▶ Tugas
Sunting bagian teks bacaan di antara "FROYONION.COM - Panggung politik" dan "tingkat partisipasi politik.", termasuk keduanya, dengan mengganti "anak muda" menjadi "generasi muda".

▶ Teks Bacaan
______
Esensi

KAPAN POLITIK BISA JADI PANGGUNG SERU BUAT ANAK MUDA?

Agenda politik terbesar di Indonesia udah makin deket nih, Civs. Edukasi dan pembelajaran politik jadi bagian yang penting buat semua kalangan. Tapi kenapa ya kira-kira panggung politik itu masih sering dianggap nggak asyik buat anak muda~?

title

FROYONION.COM - Panggung politik sampai saat ini masih belum menjadi bagian diskusi yang menarik bagi anak muda di Indonesia, Civs. Padahal ya, partisipasi politik itu penting buat diikutin oleh semua masyarakat apapun lapisannya.

Sebenarnya sih, bukan hal yang tabu juga anak muda enggan terlibat banyak dalam urusan politik negeri. Meskipun golongan anak muda itu jadi salah satu kelompok yang paling mempengaruhi tinggi rendahnya tingkat partisipasi politik. 

Coba berkaca sama hasil survei yang diterbitkan Centre for Strategic and International Studies (CSIS) paling baru yang diterbitkan September 2022 ini. Ketertarikan politik yang dilihat dari keinginan untuk terlibat langsung sebagai politisi yang dicatatkan dalam survei itu sangat rendah. 

Misalnya nih, 84,7 persen anak muda nggak mau mencalonkan diri sebagai anggota DPR/DPRD. Kemudian, 85,2 persen anak muda juga nggak mau mencalonkan diri sebagai kepala daerah. Dari kacamata lain, aktivitas politik anak muda pun juga rendah dalam survei ini. 

Dalam satu tahun terakhir, disebutkan kalau 92,8 persen anak muda nggak pernah menyampaikan pendapat langsung kepada pejabat publik atau anggota dewan. Terus juga survei ini mendapati kalau 81 persen anak muda juga nggak pernah menyampaikan pikiran politiknya itu lewat media sosial.
______
▶ Informasi Ditampilkan
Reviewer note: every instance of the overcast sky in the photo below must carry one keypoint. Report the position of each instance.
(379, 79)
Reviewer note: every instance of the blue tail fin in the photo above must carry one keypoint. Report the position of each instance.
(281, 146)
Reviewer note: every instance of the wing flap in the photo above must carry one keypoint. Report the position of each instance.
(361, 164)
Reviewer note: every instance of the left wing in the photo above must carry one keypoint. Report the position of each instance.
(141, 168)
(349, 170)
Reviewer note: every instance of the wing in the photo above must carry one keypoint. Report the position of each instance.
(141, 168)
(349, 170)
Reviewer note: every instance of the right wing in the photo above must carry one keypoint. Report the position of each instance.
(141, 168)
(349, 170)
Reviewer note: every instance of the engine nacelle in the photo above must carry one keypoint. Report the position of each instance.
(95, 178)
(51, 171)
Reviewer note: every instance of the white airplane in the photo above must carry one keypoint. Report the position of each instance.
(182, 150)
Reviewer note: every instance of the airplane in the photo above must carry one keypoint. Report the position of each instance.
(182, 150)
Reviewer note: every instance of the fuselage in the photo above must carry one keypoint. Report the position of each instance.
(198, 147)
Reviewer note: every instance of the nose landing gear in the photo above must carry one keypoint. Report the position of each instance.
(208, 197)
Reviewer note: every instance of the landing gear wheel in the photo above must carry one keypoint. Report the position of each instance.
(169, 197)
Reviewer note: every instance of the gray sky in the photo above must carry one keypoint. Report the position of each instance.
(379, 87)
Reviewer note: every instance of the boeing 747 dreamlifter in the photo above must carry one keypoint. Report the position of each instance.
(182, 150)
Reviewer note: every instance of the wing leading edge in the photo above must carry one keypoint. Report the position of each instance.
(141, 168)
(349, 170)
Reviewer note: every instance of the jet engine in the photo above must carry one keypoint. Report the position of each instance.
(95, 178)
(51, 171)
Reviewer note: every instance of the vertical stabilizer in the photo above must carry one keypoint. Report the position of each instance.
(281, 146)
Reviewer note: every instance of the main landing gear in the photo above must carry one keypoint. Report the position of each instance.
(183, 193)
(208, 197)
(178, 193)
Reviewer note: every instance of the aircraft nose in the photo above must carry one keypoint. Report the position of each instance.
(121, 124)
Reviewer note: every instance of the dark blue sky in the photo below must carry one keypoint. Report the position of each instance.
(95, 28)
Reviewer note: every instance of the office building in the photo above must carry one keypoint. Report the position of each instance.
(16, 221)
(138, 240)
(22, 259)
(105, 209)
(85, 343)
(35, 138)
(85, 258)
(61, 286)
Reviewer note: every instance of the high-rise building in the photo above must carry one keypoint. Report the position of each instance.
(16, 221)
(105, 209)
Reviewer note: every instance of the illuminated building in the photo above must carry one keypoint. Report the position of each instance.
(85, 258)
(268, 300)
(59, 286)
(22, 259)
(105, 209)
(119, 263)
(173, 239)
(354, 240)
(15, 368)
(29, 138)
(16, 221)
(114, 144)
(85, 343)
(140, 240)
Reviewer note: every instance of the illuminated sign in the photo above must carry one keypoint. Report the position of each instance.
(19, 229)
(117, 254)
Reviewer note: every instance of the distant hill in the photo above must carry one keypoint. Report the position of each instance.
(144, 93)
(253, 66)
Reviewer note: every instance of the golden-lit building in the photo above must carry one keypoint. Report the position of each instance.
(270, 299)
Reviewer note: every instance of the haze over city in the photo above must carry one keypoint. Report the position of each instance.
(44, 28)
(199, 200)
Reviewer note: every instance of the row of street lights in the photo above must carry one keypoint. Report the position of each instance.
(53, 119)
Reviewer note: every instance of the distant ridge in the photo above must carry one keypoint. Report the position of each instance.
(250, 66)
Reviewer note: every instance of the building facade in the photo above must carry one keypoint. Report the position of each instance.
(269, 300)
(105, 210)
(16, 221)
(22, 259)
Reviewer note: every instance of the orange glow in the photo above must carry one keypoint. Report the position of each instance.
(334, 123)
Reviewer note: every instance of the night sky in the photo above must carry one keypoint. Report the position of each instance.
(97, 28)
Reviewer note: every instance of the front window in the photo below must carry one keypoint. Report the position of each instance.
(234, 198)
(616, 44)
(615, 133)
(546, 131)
______
▶ Jawaban Latihan
FROYONION.COM - Panggung politik sampai saat ini masih belum menjadi bagian diskusi yang menarik bagi generasi muda di Indonesia, Civs. Padahal ya, partisipasi politik itu penting buat diikutin oleh semua masyarakat apapun lapisannya.

Sebenarnya sih, bukan hal yang tabu juga generasi muda enggan terlibat banyak dalam urusan politik negeri. Meskipun golongan generasi muda itu jadi salah satu kelompok yang paling mempengaruhi tinggi rendahnya tingkat partisipasi politik.